**TASK DIRECTIONS:** Reproduce the lines below with every occurrence of "locate" changed to "detect", leaving all other text unchanged.
** START **
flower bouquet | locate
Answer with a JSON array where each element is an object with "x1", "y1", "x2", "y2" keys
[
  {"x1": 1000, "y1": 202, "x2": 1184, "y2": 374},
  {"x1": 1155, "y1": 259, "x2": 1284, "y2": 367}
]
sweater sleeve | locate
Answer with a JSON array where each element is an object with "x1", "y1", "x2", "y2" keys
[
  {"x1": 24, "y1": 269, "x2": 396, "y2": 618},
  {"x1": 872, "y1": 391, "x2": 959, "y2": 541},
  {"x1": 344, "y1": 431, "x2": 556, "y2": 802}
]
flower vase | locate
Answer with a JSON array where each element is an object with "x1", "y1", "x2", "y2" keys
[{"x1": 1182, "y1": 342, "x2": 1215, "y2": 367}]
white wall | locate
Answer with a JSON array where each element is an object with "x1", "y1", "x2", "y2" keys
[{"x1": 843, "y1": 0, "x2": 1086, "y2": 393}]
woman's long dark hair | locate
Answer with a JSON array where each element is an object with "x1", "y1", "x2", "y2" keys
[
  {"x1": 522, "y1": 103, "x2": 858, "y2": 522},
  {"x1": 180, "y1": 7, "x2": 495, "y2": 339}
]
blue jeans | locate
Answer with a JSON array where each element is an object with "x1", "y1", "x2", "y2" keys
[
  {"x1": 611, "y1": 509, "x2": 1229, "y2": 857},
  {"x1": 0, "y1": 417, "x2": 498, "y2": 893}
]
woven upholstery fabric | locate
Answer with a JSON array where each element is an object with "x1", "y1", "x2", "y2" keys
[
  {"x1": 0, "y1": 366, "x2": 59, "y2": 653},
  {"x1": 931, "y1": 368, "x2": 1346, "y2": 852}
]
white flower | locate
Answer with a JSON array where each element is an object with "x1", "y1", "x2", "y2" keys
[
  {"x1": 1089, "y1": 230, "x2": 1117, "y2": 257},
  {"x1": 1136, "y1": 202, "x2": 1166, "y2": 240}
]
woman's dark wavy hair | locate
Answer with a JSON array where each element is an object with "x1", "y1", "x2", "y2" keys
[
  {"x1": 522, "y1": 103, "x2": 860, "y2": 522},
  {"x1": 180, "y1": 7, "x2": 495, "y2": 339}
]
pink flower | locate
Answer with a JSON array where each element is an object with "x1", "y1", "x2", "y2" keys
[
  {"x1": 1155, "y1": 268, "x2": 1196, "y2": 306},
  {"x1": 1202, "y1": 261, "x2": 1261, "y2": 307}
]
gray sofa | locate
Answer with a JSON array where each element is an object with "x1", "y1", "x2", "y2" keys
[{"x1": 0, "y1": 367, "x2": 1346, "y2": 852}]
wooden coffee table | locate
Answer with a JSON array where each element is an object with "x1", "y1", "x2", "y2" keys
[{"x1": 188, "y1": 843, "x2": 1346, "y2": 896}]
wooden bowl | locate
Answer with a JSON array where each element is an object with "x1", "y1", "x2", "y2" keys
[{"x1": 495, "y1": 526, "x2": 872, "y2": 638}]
** END **
**REPLY:**
flower bouquet | detect
Answer with a JSON array where each element is an object with "x1", "y1", "x2", "y2" keys
[
  {"x1": 1000, "y1": 202, "x2": 1184, "y2": 374},
  {"x1": 1155, "y1": 259, "x2": 1284, "y2": 367}
]
sweater sleeve | detect
Answer with a JSON array where each element is an object with "x1", "y1", "x2", "y2" keys
[
  {"x1": 24, "y1": 269, "x2": 396, "y2": 618},
  {"x1": 872, "y1": 391, "x2": 959, "y2": 541},
  {"x1": 344, "y1": 431, "x2": 556, "y2": 802}
]
flower vase | detect
Answer with a JSON array where each element is an object with "x1", "y1", "x2", "y2" keys
[{"x1": 1182, "y1": 342, "x2": 1215, "y2": 367}]
white wall | detect
Answer with a JSON array where each element is an object with "x1", "y1", "x2", "y2" keys
[{"x1": 843, "y1": 0, "x2": 1086, "y2": 393}]
woman's long dark hair | detect
Answer with a JSON array where each element is an object with "x1", "y1", "x2", "y2" keys
[
  {"x1": 522, "y1": 103, "x2": 858, "y2": 522},
  {"x1": 180, "y1": 7, "x2": 495, "y2": 339}
]
blue jeans | detect
Answer with a JSON array where each element is an object with "x1", "y1", "x2", "y2" keys
[
  {"x1": 611, "y1": 509, "x2": 1229, "y2": 857},
  {"x1": 0, "y1": 417, "x2": 498, "y2": 893}
]
woven upholstery fabric | detect
Answer with a JSON array where each element is an object with "x1", "y1", "x2", "y2" keys
[
  {"x1": 0, "y1": 366, "x2": 59, "y2": 653},
  {"x1": 931, "y1": 368, "x2": 1346, "y2": 852}
]
white flower | detect
Answer with a JSON array where each element is an object with "x1", "y1", "x2", "y2" keys
[
  {"x1": 1089, "y1": 230, "x2": 1117, "y2": 257},
  {"x1": 1136, "y1": 202, "x2": 1166, "y2": 240}
]
woman's dark wavy hair | detect
Answer with a JSON array where each element is an object with "x1", "y1", "x2", "y2" keys
[
  {"x1": 522, "y1": 103, "x2": 860, "y2": 522},
  {"x1": 180, "y1": 7, "x2": 495, "y2": 339}
]
pink flower | detect
Answer with a JSON array where each element is an object with "x1", "y1", "x2", "y2" keys
[
  {"x1": 1155, "y1": 268, "x2": 1196, "y2": 306},
  {"x1": 1202, "y1": 261, "x2": 1261, "y2": 307}
]
gray sofa | detect
Answer with a JSON array where each element is an object with "x1", "y1", "x2", "y2" keys
[{"x1": 0, "y1": 367, "x2": 1346, "y2": 852}]
wooden coffee table | detect
Answer with a JSON array where each element is an object with "x1", "y1", "x2", "y2" keys
[{"x1": 188, "y1": 843, "x2": 1346, "y2": 896}]
wooden bowl | detect
Answer with a JSON array where each element is an object with "x1", "y1", "x2", "y2" keys
[{"x1": 495, "y1": 526, "x2": 872, "y2": 638}]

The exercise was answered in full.